Gather every line of the records below that contains the word "wall". Letter case matters.
☆ ☆ ☆
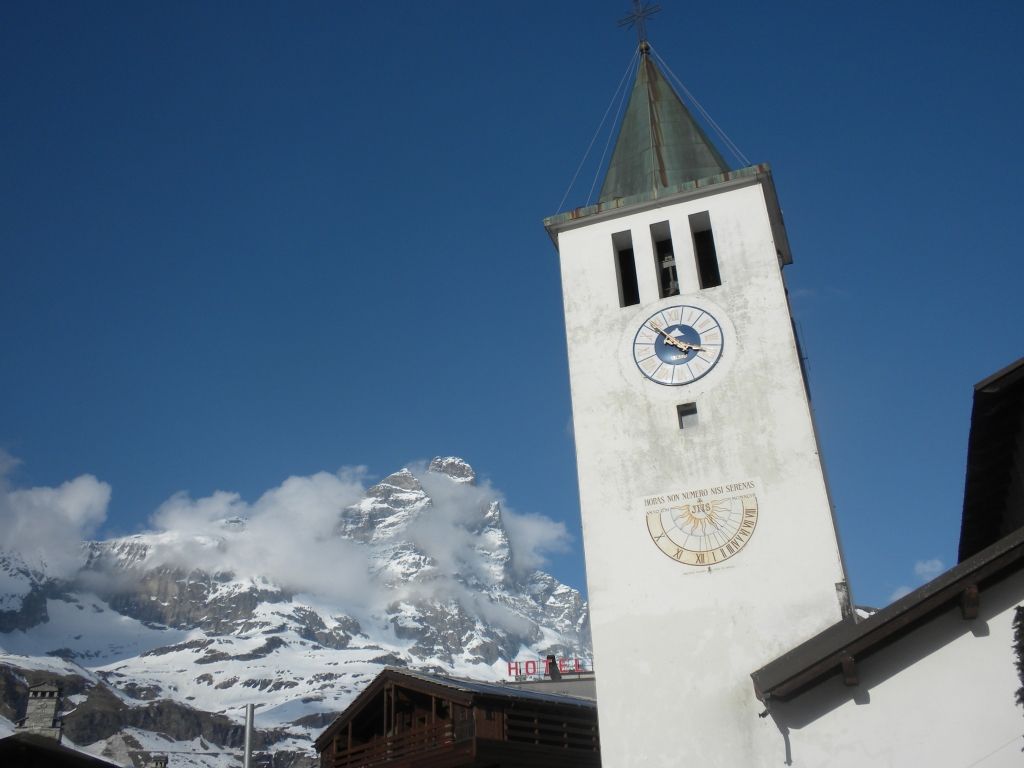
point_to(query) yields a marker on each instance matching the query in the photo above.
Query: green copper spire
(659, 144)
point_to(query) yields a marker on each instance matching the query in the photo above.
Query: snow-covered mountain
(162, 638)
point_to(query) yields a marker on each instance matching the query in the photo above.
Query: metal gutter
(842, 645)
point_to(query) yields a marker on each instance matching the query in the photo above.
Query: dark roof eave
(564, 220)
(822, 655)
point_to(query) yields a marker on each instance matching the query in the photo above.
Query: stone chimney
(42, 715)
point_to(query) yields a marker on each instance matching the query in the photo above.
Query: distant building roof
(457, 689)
☆ ☆ ☆
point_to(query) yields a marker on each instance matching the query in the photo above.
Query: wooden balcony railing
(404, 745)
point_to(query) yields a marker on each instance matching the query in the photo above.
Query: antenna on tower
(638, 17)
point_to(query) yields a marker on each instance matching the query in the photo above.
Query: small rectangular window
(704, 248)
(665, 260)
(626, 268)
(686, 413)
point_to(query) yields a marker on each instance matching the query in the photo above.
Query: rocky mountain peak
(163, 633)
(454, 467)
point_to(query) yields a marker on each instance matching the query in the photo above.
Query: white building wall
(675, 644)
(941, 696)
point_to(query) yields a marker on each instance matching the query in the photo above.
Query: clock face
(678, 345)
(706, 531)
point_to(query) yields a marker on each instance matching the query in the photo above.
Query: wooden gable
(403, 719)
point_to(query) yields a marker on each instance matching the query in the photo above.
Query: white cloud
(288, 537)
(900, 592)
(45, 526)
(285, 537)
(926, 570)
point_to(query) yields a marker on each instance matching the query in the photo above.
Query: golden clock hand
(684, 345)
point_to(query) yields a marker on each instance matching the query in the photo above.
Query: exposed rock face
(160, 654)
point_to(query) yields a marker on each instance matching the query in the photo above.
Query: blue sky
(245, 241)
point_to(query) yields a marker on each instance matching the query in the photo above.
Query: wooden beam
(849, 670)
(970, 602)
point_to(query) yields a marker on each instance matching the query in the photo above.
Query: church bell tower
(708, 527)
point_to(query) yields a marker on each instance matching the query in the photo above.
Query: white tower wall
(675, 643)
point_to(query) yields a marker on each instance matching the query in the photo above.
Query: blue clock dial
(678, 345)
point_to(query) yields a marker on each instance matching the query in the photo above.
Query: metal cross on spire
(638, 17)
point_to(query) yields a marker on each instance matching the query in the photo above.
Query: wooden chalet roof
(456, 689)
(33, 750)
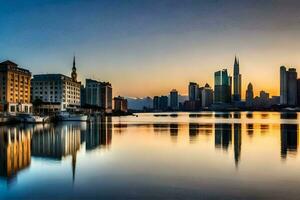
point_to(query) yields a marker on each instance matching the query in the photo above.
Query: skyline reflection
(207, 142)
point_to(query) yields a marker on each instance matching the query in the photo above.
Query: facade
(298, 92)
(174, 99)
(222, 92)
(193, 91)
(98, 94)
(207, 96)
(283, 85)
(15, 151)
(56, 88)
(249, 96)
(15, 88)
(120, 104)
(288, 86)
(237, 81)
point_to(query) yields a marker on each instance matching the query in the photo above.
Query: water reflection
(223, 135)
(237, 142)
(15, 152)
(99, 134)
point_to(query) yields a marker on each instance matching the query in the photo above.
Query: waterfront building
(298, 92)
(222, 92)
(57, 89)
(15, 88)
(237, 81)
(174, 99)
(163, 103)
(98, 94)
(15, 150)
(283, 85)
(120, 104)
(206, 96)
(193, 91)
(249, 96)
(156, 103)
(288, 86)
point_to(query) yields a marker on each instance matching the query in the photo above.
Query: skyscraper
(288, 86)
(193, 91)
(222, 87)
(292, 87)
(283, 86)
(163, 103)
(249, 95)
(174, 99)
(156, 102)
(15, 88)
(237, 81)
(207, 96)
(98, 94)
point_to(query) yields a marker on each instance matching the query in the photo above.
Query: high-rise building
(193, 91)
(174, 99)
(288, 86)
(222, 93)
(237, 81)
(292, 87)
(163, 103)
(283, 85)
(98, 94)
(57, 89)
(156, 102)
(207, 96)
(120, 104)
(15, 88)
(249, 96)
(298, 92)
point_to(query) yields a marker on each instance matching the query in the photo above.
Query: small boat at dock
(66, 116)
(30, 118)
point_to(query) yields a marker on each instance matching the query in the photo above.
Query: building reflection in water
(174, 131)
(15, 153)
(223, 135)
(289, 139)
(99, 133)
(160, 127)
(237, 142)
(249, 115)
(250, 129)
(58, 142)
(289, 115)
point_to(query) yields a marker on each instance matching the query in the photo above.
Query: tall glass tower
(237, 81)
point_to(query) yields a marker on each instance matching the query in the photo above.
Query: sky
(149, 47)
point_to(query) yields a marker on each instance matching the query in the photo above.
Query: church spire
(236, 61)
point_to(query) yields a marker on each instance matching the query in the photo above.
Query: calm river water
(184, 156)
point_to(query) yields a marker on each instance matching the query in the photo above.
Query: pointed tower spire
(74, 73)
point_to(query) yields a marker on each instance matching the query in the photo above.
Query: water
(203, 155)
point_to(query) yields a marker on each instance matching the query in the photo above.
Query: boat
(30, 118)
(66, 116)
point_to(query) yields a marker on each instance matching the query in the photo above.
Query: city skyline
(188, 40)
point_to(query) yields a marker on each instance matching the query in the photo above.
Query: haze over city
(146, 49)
☆ ☆ ☆
Result of this task:
Query: white building wall
Query: white tower wall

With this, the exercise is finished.